> _DO THIS_
Repeat only the lines from the one holding "Return the outline of every instance of the **tall" down to the last line of the listing below, including both of those lines.

> _DATASET EXTRACT_
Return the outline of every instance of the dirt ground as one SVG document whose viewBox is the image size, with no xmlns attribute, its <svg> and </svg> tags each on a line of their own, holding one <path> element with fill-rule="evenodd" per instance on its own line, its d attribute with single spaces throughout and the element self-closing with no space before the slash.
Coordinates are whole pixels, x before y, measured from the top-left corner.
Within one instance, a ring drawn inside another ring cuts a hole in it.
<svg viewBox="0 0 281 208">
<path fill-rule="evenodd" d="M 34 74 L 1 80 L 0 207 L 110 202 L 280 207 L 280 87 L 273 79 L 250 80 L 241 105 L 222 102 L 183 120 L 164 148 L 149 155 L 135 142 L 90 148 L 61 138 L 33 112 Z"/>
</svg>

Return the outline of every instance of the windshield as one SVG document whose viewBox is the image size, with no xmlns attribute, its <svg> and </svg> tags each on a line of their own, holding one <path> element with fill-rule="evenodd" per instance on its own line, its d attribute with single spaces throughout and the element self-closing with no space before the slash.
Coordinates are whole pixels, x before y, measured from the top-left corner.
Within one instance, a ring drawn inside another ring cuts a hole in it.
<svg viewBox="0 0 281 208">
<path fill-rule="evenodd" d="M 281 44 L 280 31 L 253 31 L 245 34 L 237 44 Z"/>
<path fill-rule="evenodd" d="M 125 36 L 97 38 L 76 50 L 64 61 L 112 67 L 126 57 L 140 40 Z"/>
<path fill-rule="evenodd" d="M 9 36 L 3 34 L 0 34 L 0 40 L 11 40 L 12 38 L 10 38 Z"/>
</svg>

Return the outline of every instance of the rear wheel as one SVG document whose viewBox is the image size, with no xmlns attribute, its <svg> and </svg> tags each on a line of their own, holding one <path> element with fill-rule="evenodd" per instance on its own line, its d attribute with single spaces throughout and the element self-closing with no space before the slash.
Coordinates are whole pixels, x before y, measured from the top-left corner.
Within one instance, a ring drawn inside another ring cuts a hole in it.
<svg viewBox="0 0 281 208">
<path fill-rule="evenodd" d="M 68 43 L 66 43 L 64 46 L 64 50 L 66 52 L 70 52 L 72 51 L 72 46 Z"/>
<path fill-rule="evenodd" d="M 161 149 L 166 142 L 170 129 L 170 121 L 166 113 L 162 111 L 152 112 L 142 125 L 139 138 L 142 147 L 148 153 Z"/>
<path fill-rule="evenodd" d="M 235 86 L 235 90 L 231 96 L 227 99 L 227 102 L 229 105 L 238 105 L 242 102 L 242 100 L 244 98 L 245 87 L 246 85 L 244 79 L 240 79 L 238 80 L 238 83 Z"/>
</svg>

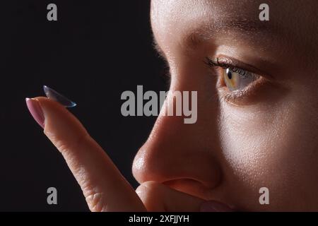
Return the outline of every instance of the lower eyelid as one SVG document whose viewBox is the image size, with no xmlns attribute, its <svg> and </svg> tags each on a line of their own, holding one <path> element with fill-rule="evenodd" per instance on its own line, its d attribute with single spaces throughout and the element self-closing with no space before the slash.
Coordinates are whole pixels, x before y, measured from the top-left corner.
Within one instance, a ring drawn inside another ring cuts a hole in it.
<svg viewBox="0 0 318 226">
<path fill-rule="evenodd" d="M 260 76 L 245 88 L 240 90 L 229 91 L 226 87 L 218 87 L 221 101 L 234 106 L 247 105 L 256 102 L 257 97 L 264 95 L 264 88 L 269 83 L 266 79 Z"/>
</svg>

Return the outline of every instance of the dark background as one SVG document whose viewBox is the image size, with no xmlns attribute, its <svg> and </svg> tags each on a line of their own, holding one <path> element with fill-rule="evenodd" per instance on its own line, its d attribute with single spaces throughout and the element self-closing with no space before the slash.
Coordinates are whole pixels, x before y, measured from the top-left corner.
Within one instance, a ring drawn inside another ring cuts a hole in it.
<svg viewBox="0 0 318 226">
<path fill-rule="evenodd" d="M 57 21 L 47 6 L 57 5 Z M 47 85 L 71 109 L 136 187 L 131 165 L 155 117 L 122 116 L 124 90 L 166 90 L 152 47 L 150 1 L 5 1 L 1 3 L 0 210 L 87 211 L 76 181 L 43 134 L 25 98 Z M 47 189 L 58 205 L 47 203 Z"/>
</svg>

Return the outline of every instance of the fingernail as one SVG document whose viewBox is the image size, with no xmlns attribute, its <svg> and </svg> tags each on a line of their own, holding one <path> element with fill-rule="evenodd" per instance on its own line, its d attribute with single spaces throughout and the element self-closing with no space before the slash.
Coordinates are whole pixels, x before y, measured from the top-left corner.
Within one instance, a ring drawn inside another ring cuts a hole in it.
<svg viewBox="0 0 318 226">
<path fill-rule="evenodd" d="M 215 201 L 208 201 L 201 205 L 200 212 L 233 212 L 226 204 Z"/>
<path fill-rule="evenodd" d="M 49 99 L 54 100 L 65 107 L 73 107 L 76 106 L 76 103 L 71 101 L 71 100 L 66 98 L 61 94 L 57 93 L 52 88 L 50 88 L 47 85 L 43 85 L 43 90 L 45 93 L 45 95 Z"/>
<path fill-rule="evenodd" d="M 28 109 L 33 117 L 33 119 L 42 126 L 45 128 L 45 117 L 43 112 L 42 111 L 41 106 L 37 100 L 25 98 L 25 102 L 28 106 Z"/>
</svg>

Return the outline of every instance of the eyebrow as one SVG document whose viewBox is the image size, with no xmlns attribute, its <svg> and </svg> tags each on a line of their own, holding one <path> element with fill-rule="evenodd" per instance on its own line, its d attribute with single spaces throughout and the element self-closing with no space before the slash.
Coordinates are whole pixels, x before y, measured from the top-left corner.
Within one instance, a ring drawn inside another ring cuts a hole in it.
<svg viewBox="0 0 318 226">
<path fill-rule="evenodd" d="M 279 29 L 281 28 L 281 29 Z M 182 43 L 187 48 L 194 49 L 199 44 L 211 40 L 216 34 L 235 32 L 242 35 L 253 38 L 260 34 L 262 37 L 277 35 L 278 31 L 282 32 L 283 29 L 273 21 L 261 21 L 259 20 L 250 20 L 247 18 L 225 17 L 216 19 L 214 23 L 202 24 L 185 33 L 182 39 Z M 165 52 L 158 44 L 155 37 L 153 35 L 153 46 L 158 54 L 166 59 Z"/>
<path fill-rule="evenodd" d="M 225 17 L 222 19 L 216 19 L 214 23 L 203 24 L 194 30 L 189 32 L 184 37 L 184 42 L 187 47 L 195 47 L 197 44 L 211 39 L 216 34 L 235 32 L 249 38 L 254 37 L 271 37 L 277 35 L 278 31 L 283 31 L 282 28 L 273 21 L 261 21 L 259 20 L 250 20 L 247 18 Z"/>
</svg>

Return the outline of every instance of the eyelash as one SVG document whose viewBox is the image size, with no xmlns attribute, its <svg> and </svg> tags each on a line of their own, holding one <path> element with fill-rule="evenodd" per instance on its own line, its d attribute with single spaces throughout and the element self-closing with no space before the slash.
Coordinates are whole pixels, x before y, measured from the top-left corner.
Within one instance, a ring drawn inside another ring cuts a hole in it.
<svg viewBox="0 0 318 226">
<path fill-rule="evenodd" d="M 230 71 L 235 73 L 238 73 L 240 76 L 243 76 L 244 78 L 250 78 L 250 76 L 252 76 L 252 78 L 254 81 L 258 80 L 261 76 L 258 76 L 256 73 L 252 73 L 249 71 L 242 69 L 241 68 L 238 68 L 237 66 L 235 66 L 229 63 L 225 63 L 225 62 L 220 62 L 219 59 L 216 59 L 216 61 L 211 59 L 208 57 L 206 58 L 206 61 L 204 63 L 208 66 L 209 68 L 216 68 L 216 67 L 220 67 L 222 69 L 229 69 Z M 222 78 L 223 79 L 223 78 Z M 223 82 L 224 83 L 224 82 Z M 235 105 L 235 103 L 239 103 L 240 101 L 242 100 L 243 97 L 247 96 L 251 91 L 253 90 L 253 85 L 254 82 L 252 82 L 251 84 L 247 85 L 245 88 L 242 90 L 233 90 L 230 92 L 226 92 L 226 93 L 223 93 L 223 94 L 220 95 L 220 99 L 223 100 L 226 102 L 231 102 L 232 104 Z"/>
<path fill-rule="evenodd" d="M 240 68 L 233 66 L 232 65 L 230 65 L 229 64 L 225 64 L 223 62 L 219 62 L 218 58 L 216 59 L 216 61 L 213 61 L 208 57 L 206 57 L 206 61 L 205 63 L 209 66 L 209 67 L 215 67 L 215 66 L 219 66 L 223 69 L 229 69 L 230 71 L 235 73 L 238 73 L 240 75 L 245 78 L 247 78 L 250 76 L 250 75 L 248 74 L 249 71 L 243 70 Z"/>
</svg>

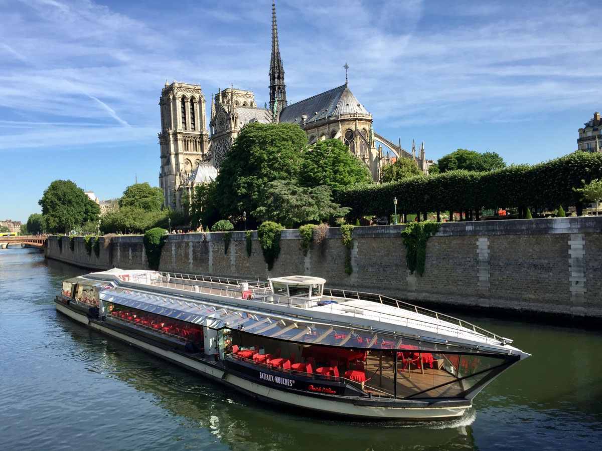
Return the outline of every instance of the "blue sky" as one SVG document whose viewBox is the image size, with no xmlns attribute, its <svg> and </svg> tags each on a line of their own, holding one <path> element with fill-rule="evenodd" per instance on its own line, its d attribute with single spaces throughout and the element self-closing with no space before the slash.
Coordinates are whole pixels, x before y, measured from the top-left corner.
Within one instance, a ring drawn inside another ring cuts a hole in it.
<svg viewBox="0 0 602 451">
<path fill-rule="evenodd" d="M 234 84 L 262 105 L 271 4 L 0 0 L 0 219 L 39 212 L 57 179 L 101 200 L 137 174 L 158 186 L 166 79 L 208 99 Z M 602 109 L 591 2 L 277 0 L 276 14 L 289 100 L 342 84 L 346 62 L 374 130 L 424 141 L 429 159 L 545 161 Z"/>
</svg>

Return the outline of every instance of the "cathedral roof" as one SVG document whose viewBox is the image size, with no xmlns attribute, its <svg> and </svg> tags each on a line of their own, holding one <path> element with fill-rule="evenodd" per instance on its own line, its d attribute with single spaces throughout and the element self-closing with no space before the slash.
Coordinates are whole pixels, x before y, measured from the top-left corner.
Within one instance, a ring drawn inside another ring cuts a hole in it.
<svg viewBox="0 0 602 451">
<path fill-rule="evenodd" d="M 249 106 L 237 106 L 236 112 L 238 115 L 238 128 L 250 122 L 259 122 L 260 124 L 271 124 L 272 112 L 267 108 L 253 108 Z"/>
<path fill-rule="evenodd" d="M 341 114 L 370 115 L 346 83 L 285 107 L 280 113 L 280 122 L 303 125 Z"/>
<path fill-rule="evenodd" d="M 200 163 L 186 180 L 186 184 L 194 186 L 195 185 L 209 183 L 213 182 L 216 177 L 217 177 L 217 170 L 214 166 L 209 163 Z"/>
</svg>

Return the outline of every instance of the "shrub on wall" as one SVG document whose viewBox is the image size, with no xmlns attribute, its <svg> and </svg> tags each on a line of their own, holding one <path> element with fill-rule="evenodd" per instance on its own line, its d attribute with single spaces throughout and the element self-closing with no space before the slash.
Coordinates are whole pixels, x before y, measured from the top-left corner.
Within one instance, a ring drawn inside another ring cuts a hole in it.
<svg viewBox="0 0 602 451">
<path fill-rule="evenodd" d="M 84 245 L 85 247 L 85 251 L 88 255 L 92 254 L 92 237 L 86 235 L 84 237 Z"/>
<path fill-rule="evenodd" d="M 415 269 L 420 277 L 424 273 L 424 260 L 426 258 L 426 241 L 437 233 L 441 222 L 413 222 L 402 230 L 403 244 L 406 247 L 406 263 L 410 274 Z"/>
<path fill-rule="evenodd" d="M 268 271 L 272 271 L 274 262 L 280 254 L 280 235 L 284 227 L 277 222 L 265 221 L 257 229 L 257 238 L 261 245 Z"/>
<path fill-rule="evenodd" d="M 149 268 L 154 271 L 159 269 L 159 262 L 161 260 L 161 251 L 165 244 L 167 238 L 167 230 L 160 227 L 155 227 L 144 233 L 142 239 L 144 244 L 144 251 L 146 252 L 146 259 L 149 262 Z"/>
<path fill-rule="evenodd" d="M 251 231 L 245 230 L 244 235 L 247 237 L 247 255 L 250 257 L 251 253 L 253 251 L 253 242 L 251 241 Z"/>
<path fill-rule="evenodd" d="M 59 233 L 57 235 L 57 244 L 58 245 L 58 251 L 63 253 L 63 240 L 61 239 L 64 235 Z"/>
<path fill-rule="evenodd" d="M 301 237 L 300 247 L 303 254 L 307 256 L 307 251 L 311 245 L 311 239 L 314 237 L 314 229 L 317 227 L 315 224 L 306 224 L 299 227 L 299 236 Z"/>
<path fill-rule="evenodd" d="M 232 232 L 227 232 L 224 233 L 224 238 L 222 239 L 224 241 L 224 254 L 227 254 L 228 248 L 230 247 L 230 241 L 232 240 Z"/>
<path fill-rule="evenodd" d="M 211 227 L 211 232 L 229 232 L 234 230 L 234 226 L 228 219 L 218 221 Z"/>
<path fill-rule="evenodd" d="M 397 212 L 459 211 L 530 205 L 575 205 L 573 188 L 602 178 L 602 154 L 577 152 L 545 163 L 516 165 L 491 172 L 458 170 L 333 192 L 335 202 L 352 209 L 350 217 L 389 216 L 394 197 Z"/>
</svg>

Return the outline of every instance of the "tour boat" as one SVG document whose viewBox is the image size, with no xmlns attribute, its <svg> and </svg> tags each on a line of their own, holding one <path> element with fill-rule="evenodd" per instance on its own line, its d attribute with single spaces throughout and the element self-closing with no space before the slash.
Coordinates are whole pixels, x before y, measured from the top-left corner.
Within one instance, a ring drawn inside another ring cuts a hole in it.
<svg viewBox="0 0 602 451">
<path fill-rule="evenodd" d="M 529 355 L 465 321 L 325 282 L 113 269 L 65 280 L 55 306 L 255 399 L 329 417 L 457 418 Z"/>
</svg>

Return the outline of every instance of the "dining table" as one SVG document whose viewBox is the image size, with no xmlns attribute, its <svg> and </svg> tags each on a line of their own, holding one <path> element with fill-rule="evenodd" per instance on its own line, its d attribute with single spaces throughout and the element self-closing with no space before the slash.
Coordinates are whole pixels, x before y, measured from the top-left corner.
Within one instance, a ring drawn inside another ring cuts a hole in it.
<svg viewBox="0 0 602 451">
<path fill-rule="evenodd" d="M 356 360 L 366 360 L 365 351 L 357 351 L 353 349 L 344 349 L 337 348 L 324 348 L 323 346 L 309 346 L 303 349 L 301 355 L 305 357 L 314 357 L 321 362 L 337 360 L 340 365 L 348 366 Z"/>
</svg>

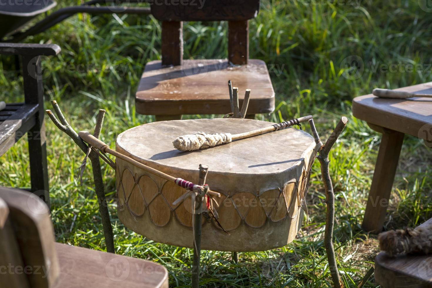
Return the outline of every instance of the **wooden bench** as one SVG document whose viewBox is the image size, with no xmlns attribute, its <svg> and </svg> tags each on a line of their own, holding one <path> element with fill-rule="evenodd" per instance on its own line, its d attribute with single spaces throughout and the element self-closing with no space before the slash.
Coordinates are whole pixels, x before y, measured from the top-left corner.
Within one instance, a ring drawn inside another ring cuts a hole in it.
<svg viewBox="0 0 432 288">
<path fill-rule="evenodd" d="M 274 92 L 267 65 L 249 59 L 248 21 L 256 16 L 259 0 L 229 4 L 207 0 L 202 7 L 192 5 L 197 1 L 187 3 L 151 6 L 153 16 L 162 22 L 162 60 L 146 66 L 136 95 L 137 112 L 155 115 L 157 120 L 179 119 L 183 114 L 229 113 L 229 80 L 241 92 L 252 90 L 250 117 L 273 111 Z M 228 59 L 183 60 L 182 21 L 222 20 L 228 21 Z"/>
<path fill-rule="evenodd" d="M 0 187 L 0 286 L 165 288 L 163 266 L 54 242 L 49 210 L 32 193 Z"/>
<path fill-rule="evenodd" d="M 40 58 L 42 56 L 57 55 L 60 51 L 58 46 L 53 44 L 0 43 L 0 55 L 21 57 L 24 94 L 24 103 L 6 104 L 6 108 L 0 111 L 0 156 L 27 134 L 31 191 L 47 204 L 49 203 L 49 187 Z"/>
<path fill-rule="evenodd" d="M 432 94 L 432 82 L 397 89 Z M 362 227 L 379 233 L 382 229 L 404 134 L 432 147 L 432 98 L 378 98 L 372 94 L 354 98 L 353 114 L 382 133 Z"/>
<path fill-rule="evenodd" d="M 432 218 L 422 226 L 430 226 Z M 375 281 L 383 287 L 432 287 L 432 255 L 375 257 Z"/>
</svg>

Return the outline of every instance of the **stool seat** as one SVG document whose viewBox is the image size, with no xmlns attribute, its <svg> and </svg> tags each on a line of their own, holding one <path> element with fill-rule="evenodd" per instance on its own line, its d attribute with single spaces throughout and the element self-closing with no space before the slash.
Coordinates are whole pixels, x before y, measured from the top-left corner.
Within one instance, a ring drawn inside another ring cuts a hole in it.
<svg viewBox="0 0 432 288">
<path fill-rule="evenodd" d="M 137 92 L 137 112 L 145 115 L 225 114 L 231 111 L 228 82 L 239 88 L 241 107 L 251 89 L 248 114 L 274 110 L 274 91 L 265 63 L 249 59 L 231 66 L 226 59 L 184 60 L 164 67 L 161 61 L 147 63 Z"/>
<path fill-rule="evenodd" d="M 395 90 L 432 94 L 432 82 Z M 353 115 L 380 127 L 425 139 L 427 134 L 422 133 L 420 128 L 432 124 L 432 98 L 386 99 L 364 95 L 353 100 Z"/>
<path fill-rule="evenodd" d="M 429 228 L 432 218 L 420 225 Z M 405 255 L 390 257 L 381 252 L 375 257 L 375 281 L 383 287 L 432 287 L 430 255 Z"/>
<path fill-rule="evenodd" d="M 396 90 L 432 94 L 432 82 Z M 379 233 L 384 224 L 404 135 L 424 139 L 427 146 L 432 146 L 432 98 L 389 99 L 364 95 L 353 101 L 353 115 L 382 133 L 362 225 L 366 231 Z"/>
</svg>

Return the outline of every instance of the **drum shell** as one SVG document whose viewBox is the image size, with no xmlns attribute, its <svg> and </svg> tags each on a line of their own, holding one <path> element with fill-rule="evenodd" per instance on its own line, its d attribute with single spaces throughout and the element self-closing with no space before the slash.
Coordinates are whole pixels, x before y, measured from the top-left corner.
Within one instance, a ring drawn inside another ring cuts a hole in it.
<svg viewBox="0 0 432 288">
<path fill-rule="evenodd" d="M 306 167 L 310 166 L 308 163 L 305 164 L 303 161 L 296 168 L 299 172 L 297 179 L 286 179 L 285 184 L 280 187 L 264 187 L 257 191 L 241 191 L 239 189 L 241 185 L 232 185 L 234 188 L 230 190 L 221 189 L 229 182 L 247 180 L 248 177 L 253 179 L 253 175 L 231 175 L 227 177 L 225 185 L 222 185 L 212 183 L 210 171 L 207 184 L 222 195 L 215 199 L 219 205 L 215 207 L 219 221 L 229 234 L 214 221 L 208 222 L 203 216 L 201 248 L 255 251 L 283 247 L 291 242 L 303 218 L 300 201 L 308 181 Z M 154 168 L 165 173 L 172 172 L 166 167 Z M 116 174 L 118 215 L 126 227 L 156 242 L 193 247 L 190 198 L 175 206 L 172 205 L 186 192 L 185 189 L 120 159 L 117 160 Z M 175 174 L 197 181 L 196 171 L 194 174 L 193 171 L 180 173 L 178 170 Z"/>
</svg>

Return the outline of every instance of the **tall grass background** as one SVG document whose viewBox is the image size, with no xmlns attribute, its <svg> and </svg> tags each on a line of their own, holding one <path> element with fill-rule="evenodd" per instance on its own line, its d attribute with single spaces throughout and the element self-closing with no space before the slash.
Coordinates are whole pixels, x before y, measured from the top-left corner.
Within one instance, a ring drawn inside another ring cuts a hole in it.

> _IN RESPONSE_
Return the outline of every instance of the **tall grass background** as one SVG document whose viewBox is the image size, with no xmlns attribute, its <svg> and </svg> tags each on a line of their own, holding one <path> element with fill-rule="evenodd" per instance on its own line, its d attribute with single spaces throughout and the element self-closing with no space before the slash.
Coordinates are whole pixels, x before y, measured from the top-left corner.
Within one instance, a ring drawn inside another ring cuts a hole in it.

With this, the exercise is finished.